• _Prompt_: Needed from the data below: every line from the one with "phrase -- mountain peak" up to and including the one with "phrase -- large boulder", repeated exactly and with nothing else.

• _Data provided_:
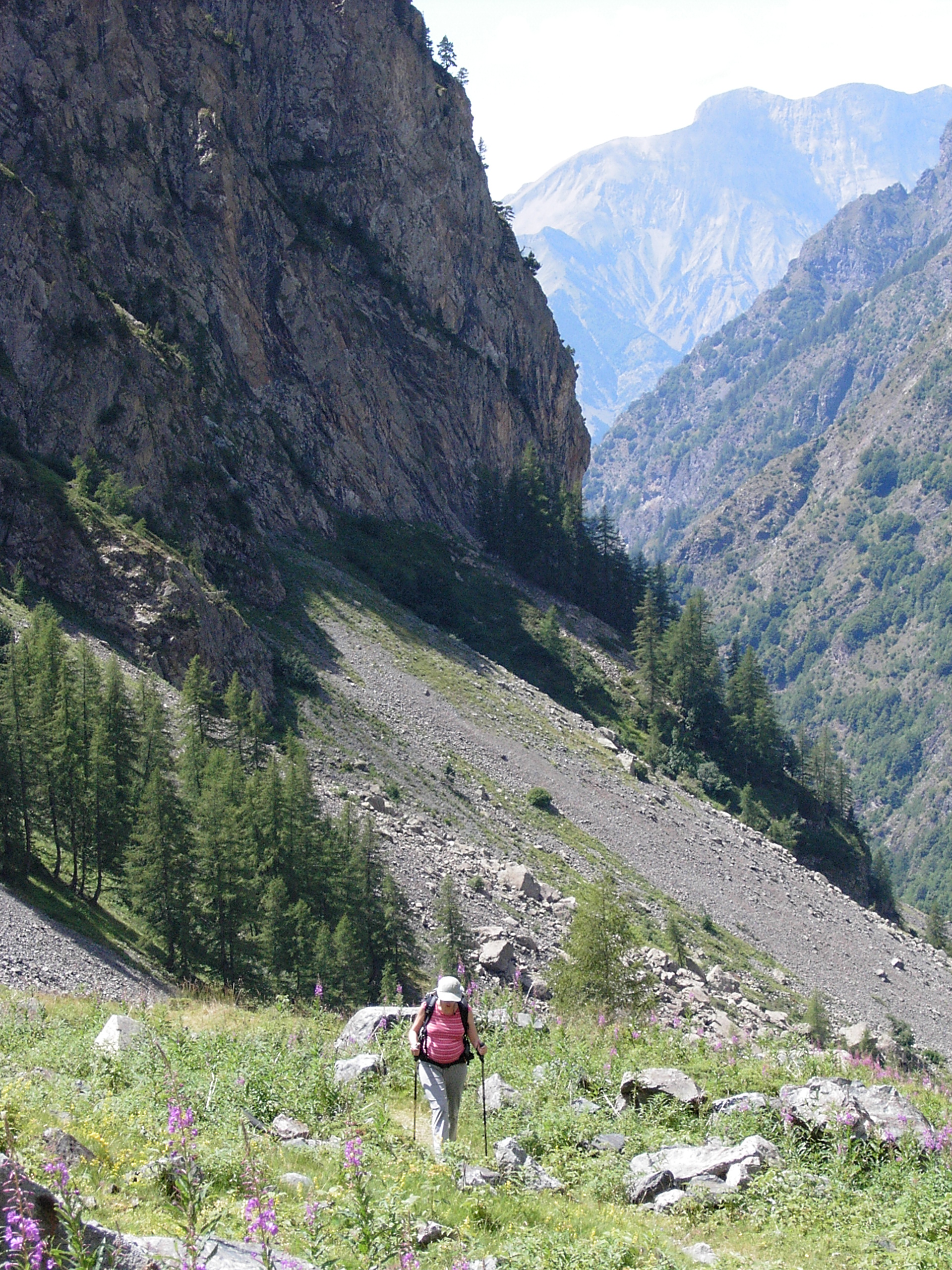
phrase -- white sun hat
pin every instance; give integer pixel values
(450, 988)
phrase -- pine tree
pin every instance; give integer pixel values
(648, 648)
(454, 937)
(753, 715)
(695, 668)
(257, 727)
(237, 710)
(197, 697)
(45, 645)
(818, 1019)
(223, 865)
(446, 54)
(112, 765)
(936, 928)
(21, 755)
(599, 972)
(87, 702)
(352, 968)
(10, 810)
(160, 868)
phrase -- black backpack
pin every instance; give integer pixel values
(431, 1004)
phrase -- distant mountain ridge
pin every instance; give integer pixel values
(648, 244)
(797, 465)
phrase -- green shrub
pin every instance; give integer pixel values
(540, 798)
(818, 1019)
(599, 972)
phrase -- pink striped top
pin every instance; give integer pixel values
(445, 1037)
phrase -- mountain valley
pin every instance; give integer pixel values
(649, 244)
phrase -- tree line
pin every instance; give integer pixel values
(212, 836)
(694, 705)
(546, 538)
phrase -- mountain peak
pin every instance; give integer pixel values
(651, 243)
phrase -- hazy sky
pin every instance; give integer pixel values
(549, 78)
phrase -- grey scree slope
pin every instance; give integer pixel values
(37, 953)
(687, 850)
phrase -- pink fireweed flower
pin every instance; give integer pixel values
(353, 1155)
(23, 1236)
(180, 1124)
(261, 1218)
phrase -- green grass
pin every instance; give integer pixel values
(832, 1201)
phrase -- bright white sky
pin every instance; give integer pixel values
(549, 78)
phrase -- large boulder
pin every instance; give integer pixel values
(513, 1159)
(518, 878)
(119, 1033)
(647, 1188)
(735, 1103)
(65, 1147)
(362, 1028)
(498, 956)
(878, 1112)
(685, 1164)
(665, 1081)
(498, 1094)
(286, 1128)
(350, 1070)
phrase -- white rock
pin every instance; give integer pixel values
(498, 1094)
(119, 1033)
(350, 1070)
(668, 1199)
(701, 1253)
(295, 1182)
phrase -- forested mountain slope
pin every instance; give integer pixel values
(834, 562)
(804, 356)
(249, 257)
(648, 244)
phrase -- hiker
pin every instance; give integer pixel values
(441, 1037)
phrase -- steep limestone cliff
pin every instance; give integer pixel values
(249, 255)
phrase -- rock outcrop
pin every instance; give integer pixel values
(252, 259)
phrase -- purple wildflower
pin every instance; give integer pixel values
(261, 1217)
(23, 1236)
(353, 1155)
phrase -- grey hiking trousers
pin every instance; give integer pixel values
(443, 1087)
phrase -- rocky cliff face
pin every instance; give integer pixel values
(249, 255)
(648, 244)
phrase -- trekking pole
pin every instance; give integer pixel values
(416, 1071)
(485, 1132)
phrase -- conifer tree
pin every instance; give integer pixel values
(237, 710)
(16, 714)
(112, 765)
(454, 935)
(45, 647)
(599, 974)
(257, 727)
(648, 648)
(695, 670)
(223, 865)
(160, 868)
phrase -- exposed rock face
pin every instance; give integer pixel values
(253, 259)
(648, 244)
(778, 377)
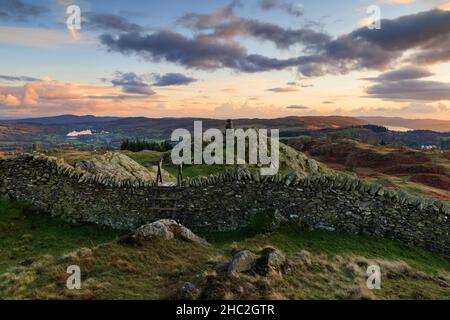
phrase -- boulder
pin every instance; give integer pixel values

• _Solution for this task_:
phrase -- mountain peak
pin every instance; give integer pixel values
(651, 243)
phrase -- hazy sky
pin every instance; give integer pixel values
(549, 78)
phrase -- grey scree slope
pin every instance; give integer pixel values
(37, 953)
(687, 850)
phrase -- pink fireweed flower
pin every instance; give integer pixel values
(353, 1155)
(23, 1236)
(180, 1124)
(261, 1218)
phrase -- green grass
pin every instance; give integer pixel values
(832, 1201)
phrase -- bright white sky
pin every instance; give integer pixel values
(549, 78)
phrase -- large boulder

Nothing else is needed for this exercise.